┌─ Dataset records
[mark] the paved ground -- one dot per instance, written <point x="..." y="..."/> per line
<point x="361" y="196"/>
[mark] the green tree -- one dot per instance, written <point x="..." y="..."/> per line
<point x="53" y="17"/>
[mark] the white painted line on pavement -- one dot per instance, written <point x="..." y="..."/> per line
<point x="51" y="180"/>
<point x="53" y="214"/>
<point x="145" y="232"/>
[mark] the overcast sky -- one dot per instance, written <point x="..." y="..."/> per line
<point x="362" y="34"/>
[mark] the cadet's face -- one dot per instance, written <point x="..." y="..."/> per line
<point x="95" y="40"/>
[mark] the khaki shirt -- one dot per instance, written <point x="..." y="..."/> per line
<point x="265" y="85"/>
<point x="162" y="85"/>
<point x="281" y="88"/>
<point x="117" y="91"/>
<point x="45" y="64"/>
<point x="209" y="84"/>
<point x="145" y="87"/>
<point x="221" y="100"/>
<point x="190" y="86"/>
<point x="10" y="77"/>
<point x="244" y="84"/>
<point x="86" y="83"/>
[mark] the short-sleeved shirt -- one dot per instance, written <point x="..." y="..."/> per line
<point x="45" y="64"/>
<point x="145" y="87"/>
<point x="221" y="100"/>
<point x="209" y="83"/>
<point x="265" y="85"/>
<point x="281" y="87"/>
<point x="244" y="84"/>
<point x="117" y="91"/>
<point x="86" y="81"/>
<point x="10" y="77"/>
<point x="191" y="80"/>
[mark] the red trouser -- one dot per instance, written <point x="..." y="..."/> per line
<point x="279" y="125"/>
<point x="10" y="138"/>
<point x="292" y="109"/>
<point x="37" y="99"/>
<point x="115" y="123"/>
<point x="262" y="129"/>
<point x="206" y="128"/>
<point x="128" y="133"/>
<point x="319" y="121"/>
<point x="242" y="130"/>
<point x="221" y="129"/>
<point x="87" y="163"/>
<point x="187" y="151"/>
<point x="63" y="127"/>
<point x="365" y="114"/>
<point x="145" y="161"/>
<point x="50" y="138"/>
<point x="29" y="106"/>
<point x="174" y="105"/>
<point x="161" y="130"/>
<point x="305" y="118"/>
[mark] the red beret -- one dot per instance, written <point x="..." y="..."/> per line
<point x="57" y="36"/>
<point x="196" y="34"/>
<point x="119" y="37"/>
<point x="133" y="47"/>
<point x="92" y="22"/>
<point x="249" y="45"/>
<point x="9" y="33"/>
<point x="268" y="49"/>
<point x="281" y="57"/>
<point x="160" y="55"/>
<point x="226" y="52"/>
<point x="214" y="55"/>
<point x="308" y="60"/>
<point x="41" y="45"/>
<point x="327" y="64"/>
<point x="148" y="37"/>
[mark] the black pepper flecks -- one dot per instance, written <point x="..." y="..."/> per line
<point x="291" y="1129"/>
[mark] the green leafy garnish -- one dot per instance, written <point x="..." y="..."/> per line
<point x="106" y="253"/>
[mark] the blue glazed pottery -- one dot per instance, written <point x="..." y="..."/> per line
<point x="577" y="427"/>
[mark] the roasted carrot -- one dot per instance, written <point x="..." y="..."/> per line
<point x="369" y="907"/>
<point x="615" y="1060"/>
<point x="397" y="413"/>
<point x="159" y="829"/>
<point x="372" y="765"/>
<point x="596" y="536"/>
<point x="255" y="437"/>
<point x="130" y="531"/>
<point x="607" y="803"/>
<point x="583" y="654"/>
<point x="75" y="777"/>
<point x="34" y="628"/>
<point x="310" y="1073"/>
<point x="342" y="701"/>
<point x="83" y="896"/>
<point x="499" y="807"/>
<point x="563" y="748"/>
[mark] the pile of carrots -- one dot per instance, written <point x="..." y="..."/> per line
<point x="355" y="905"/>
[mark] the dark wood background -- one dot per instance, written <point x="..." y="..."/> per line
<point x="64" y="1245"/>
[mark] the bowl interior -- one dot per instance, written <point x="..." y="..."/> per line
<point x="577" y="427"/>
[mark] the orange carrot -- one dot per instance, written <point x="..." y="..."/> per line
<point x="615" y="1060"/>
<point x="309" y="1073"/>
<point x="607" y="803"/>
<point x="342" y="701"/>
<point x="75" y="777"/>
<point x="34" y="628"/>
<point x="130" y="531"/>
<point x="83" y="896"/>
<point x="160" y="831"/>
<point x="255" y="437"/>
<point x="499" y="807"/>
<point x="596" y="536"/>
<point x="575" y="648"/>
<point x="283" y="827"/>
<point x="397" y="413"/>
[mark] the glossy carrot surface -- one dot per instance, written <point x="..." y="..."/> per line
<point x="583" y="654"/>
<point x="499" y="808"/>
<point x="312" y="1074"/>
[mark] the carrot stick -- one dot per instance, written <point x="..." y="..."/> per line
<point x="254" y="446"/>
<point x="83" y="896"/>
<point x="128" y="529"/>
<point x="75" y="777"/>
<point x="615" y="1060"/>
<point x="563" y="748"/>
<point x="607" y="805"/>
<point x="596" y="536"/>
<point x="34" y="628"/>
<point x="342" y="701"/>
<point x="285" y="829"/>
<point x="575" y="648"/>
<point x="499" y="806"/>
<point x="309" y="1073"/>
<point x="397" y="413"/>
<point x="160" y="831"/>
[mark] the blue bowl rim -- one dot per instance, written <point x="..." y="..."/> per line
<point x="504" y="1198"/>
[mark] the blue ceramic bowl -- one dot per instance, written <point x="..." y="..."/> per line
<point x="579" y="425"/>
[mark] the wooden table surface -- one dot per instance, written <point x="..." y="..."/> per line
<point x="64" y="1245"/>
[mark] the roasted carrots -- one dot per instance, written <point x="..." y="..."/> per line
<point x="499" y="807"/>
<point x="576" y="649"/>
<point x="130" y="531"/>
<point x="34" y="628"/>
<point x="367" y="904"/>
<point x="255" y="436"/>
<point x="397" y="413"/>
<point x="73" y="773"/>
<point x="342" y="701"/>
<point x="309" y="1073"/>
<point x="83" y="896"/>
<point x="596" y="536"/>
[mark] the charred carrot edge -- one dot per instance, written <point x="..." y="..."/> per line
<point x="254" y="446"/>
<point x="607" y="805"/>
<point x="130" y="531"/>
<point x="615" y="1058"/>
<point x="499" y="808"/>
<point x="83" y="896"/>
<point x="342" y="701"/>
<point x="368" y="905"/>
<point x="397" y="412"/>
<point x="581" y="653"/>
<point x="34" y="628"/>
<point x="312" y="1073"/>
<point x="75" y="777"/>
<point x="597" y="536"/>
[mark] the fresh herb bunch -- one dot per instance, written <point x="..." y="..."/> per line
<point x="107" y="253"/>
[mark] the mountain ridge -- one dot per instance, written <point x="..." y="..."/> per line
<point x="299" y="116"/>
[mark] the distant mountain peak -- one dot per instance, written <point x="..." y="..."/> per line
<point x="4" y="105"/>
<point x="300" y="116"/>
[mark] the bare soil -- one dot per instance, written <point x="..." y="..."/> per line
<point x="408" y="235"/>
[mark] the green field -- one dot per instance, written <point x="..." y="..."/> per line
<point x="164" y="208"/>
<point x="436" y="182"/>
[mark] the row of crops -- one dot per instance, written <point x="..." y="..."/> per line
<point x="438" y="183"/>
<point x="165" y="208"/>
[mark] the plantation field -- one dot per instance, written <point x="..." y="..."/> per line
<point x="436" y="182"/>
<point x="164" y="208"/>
└─
= About this task =
Repeat only the stretch of lines that opens with the line containing "[mark] the plantation" and closes with the final line of the entries, both included, exactly as written.

= Written reply =
[mark] the plantation field -- one dot per instance, written <point x="..." y="..."/> per line
<point x="436" y="182"/>
<point x="164" y="208"/>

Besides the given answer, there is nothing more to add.